About this exercise
Transcribe every entry word for word.

Source information
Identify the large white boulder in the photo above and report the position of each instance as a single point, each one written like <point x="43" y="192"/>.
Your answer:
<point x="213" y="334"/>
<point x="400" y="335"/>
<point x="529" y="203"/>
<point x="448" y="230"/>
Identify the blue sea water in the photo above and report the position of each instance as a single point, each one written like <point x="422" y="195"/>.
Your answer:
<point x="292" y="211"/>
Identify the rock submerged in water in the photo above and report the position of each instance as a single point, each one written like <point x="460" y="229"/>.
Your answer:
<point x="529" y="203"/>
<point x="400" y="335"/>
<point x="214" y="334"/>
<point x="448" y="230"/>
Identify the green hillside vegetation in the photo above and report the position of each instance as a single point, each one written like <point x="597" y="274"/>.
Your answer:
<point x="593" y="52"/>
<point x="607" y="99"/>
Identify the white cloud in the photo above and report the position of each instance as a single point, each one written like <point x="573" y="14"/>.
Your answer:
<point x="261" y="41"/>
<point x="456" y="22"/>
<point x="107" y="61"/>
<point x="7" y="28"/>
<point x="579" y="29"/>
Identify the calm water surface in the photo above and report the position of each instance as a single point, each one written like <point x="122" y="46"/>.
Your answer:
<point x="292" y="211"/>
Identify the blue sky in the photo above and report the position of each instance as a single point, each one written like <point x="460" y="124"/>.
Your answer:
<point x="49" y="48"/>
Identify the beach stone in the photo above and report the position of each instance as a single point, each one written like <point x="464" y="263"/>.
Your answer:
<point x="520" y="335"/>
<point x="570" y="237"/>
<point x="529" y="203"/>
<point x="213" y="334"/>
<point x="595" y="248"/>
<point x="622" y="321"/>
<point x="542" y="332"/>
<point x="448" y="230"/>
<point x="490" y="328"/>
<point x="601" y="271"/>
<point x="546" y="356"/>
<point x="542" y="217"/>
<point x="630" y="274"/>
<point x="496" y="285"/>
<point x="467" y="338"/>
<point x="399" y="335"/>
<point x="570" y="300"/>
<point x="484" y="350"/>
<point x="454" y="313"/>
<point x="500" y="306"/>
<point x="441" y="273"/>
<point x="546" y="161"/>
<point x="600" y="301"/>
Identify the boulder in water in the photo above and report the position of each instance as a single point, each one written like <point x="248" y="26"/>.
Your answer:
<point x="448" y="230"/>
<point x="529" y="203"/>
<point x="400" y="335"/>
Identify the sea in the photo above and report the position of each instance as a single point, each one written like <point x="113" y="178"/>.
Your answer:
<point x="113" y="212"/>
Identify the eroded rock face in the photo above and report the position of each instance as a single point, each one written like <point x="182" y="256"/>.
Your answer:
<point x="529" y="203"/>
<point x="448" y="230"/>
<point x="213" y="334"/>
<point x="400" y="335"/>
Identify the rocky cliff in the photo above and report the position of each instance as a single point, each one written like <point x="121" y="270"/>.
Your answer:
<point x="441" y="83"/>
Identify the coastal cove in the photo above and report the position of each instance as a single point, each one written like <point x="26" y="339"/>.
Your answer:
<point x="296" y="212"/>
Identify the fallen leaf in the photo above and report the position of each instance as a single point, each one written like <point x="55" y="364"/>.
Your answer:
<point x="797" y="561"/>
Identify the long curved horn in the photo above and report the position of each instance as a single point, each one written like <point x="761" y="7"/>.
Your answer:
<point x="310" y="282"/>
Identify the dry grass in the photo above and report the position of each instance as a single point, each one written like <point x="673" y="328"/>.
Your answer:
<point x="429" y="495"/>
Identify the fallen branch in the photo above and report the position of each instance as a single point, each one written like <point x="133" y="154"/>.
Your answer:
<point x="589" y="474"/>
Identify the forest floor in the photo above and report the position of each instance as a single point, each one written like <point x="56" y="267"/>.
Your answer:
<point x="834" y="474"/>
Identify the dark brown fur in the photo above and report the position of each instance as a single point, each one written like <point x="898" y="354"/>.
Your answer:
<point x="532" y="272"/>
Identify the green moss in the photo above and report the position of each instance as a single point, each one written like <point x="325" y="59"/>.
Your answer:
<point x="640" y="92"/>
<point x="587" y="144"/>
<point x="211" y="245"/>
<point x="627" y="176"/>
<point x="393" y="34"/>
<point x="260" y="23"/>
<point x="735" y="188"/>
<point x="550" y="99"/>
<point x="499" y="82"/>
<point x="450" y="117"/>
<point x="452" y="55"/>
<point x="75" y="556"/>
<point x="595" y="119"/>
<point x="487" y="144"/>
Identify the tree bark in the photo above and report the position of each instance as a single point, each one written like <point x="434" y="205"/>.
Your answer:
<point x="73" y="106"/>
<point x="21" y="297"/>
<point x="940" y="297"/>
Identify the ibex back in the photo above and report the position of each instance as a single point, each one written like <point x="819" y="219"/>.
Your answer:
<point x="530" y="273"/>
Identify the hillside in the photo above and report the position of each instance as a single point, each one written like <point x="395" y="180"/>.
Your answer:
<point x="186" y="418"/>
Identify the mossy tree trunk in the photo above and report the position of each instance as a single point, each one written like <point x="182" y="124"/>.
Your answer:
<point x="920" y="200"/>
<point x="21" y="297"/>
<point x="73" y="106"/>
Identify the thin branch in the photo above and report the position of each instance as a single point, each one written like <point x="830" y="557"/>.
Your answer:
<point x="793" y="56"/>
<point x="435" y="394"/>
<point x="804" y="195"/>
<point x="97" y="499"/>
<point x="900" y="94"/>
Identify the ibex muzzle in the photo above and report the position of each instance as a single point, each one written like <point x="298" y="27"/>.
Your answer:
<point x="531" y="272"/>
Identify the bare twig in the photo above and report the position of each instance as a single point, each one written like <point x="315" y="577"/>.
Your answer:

Answer area
Identify the large white boulder in the photo above and report the position of each instance as a single point, each one written like <point x="43" y="192"/>.
Your answer:
<point x="213" y="334"/>
<point x="400" y="335"/>
<point x="529" y="203"/>
<point x="448" y="230"/>
Identify the blue sea water in the photo above and report the position of each instance as a single point, each one written like <point x="422" y="195"/>.
Your answer:
<point x="292" y="211"/>
Identify the rock submerged in water in the photo above and report the position of each instance as a single point, each one written like <point x="460" y="229"/>.
Your answer:
<point x="529" y="203"/>
<point x="400" y="335"/>
<point x="214" y="334"/>
<point x="448" y="230"/>
Identify the green hillside vegetation in the photo above and report the position of each instance as a single point, each one written like <point x="597" y="274"/>.
Your answer:
<point x="593" y="52"/>
<point x="607" y="99"/>
Identify the white cloud in the photo above and report the position of each instance as a single point, each one written like <point x="573" y="14"/>.
Your answer:
<point x="261" y="41"/>
<point x="456" y="22"/>
<point x="107" y="61"/>
<point x="7" y="28"/>
<point x="579" y="29"/>
Identify the calm water surface in the photo above and report the position of each instance as a single point, each one written like <point x="122" y="46"/>.
Your answer:
<point x="292" y="211"/>
Identify the blue sky in the photo above and report the position of each instance as a single point, each one written like <point x="460" y="124"/>.
Your answer:
<point x="49" y="48"/>
Identify the beach stone in the photo above and report the position of each instance as a single point, each one written like <point x="464" y="263"/>.
Your answer:
<point x="520" y="335"/>
<point x="570" y="237"/>
<point x="529" y="203"/>
<point x="213" y="334"/>
<point x="595" y="248"/>
<point x="622" y="321"/>
<point x="542" y="332"/>
<point x="448" y="230"/>
<point x="490" y="328"/>
<point x="601" y="271"/>
<point x="546" y="356"/>
<point x="542" y="217"/>
<point x="630" y="274"/>
<point x="496" y="285"/>
<point x="467" y="338"/>
<point x="399" y="335"/>
<point x="570" y="300"/>
<point x="484" y="350"/>
<point x="454" y="313"/>
<point x="500" y="306"/>
<point x="441" y="273"/>
<point x="546" y="161"/>
<point x="600" y="301"/>
Identify the boulder in water in the photo above and report the position of each instance as a single point, each one written like <point x="248" y="26"/>.
Your answer:
<point x="448" y="230"/>
<point x="529" y="203"/>
<point x="400" y="335"/>
Identify the sea in the photo above and report the position of each instance as a single point, each one written like <point x="113" y="178"/>.
Your answer:
<point x="113" y="212"/>
Identify the eroded rock face in the photo above and report the position of each instance as a single point, each one written like <point x="182" y="256"/>.
Your answer:
<point x="529" y="203"/>
<point x="448" y="230"/>
<point x="213" y="334"/>
<point x="400" y="335"/>
Identify the rocky cliff in the photo above and report the position of each instance as a single point, each one written like <point x="121" y="270"/>.
Your answer:
<point x="441" y="83"/>
Identify the coastal cove in the photo above and report the position of each instance as a single point, each one written like <point x="26" y="339"/>.
Your answer:
<point x="296" y="212"/>
Identify the fallen leaf in the photo above and report the position of each instance as a single point, each one written like <point x="55" y="364"/>.
Your answer:
<point x="797" y="561"/>
Identify the long curved horn in the photo above and report the position of each instance as a single point, each one written like <point x="761" y="7"/>.
Your answer:
<point x="310" y="282"/>
Identify the dry grass in the photo above and report the position of each instance as a single point, each one written like <point x="673" y="328"/>.
Your answer:
<point x="429" y="495"/>
Identify the fallen branch in the photo above and report the position of each instance as a single point, each one written like <point x="133" y="154"/>.
Your answer:
<point x="589" y="474"/>
Identify the forest floor in the photo above and report the position of each instance as a single point, each one written like <point x="56" y="267"/>.
Your answer:
<point x="834" y="474"/>
Identify the dark brown fur in the photo above and report the position of each instance as a single point, each one written like <point x="898" y="354"/>.
Your answer:
<point x="532" y="272"/>
Identify the green moss in the photo above and report the position of each instance as a single point, each one written like <point x="325" y="59"/>.
Your answer:
<point x="640" y="92"/>
<point x="587" y="144"/>
<point x="211" y="245"/>
<point x="627" y="176"/>
<point x="393" y="34"/>
<point x="260" y="23"/>
<point x="735" y="188"/>
<point x="550" y="99"/>
<point x="499" y="82"/>
<point x="450" y="117"/>
<point x="452" y="55"/>
<point x="75" y="556"/>
<point x="595" y="119"/>
<point x="487" y="144"/>
Identify the tree bark in the photo above and report the position of each instance as a single point, each one written like <point x="434" y="205"/>.
Your answer:
<point x="73" y="106"/>
<point x="21" y="297"/>
<point x="940" y="297"/>
Identify the ibex back in the photo above and report the position of each instance as a single point, each one written like <point x="819" y="219"/>.
Your answer:
<point x="530" y="273"/>
Identify the hillside in the photo above and report the position of each instance as a single point, each one written like <point x="395" y="180"/>.
Your answer:
<point x="186" y="418"/>
Identify the mossy tree trunk in the photo above and report the position of each instance as a single point, each one written like <point x="182" y="124"/>.
Your answer:
<point x="920" y="200"/>
<point x="21" y="297"/>
<point x="73" y="106"/>
Identify the thin branch in the photo above and report the position of each instance as a single point, each one written like <point x="830" y="557"/>.
Your answer:
<point x="793" y="56"/>
<point x="435" y="394"/>
<point x="804" y="195"/>
<point x="97" y="499"/>
<point x="900" y="94"/>
Identify the ibex muzzle in the photo above and report the position of each instance as a single point, each one written like <point x="298" y="27"/>.
Your answer:
<point x="531" y="272"/>
Identify the bare twig in the photo above and report the position of each instance as a single point, each one written like <point x="315" y="577"/>.
Your answer:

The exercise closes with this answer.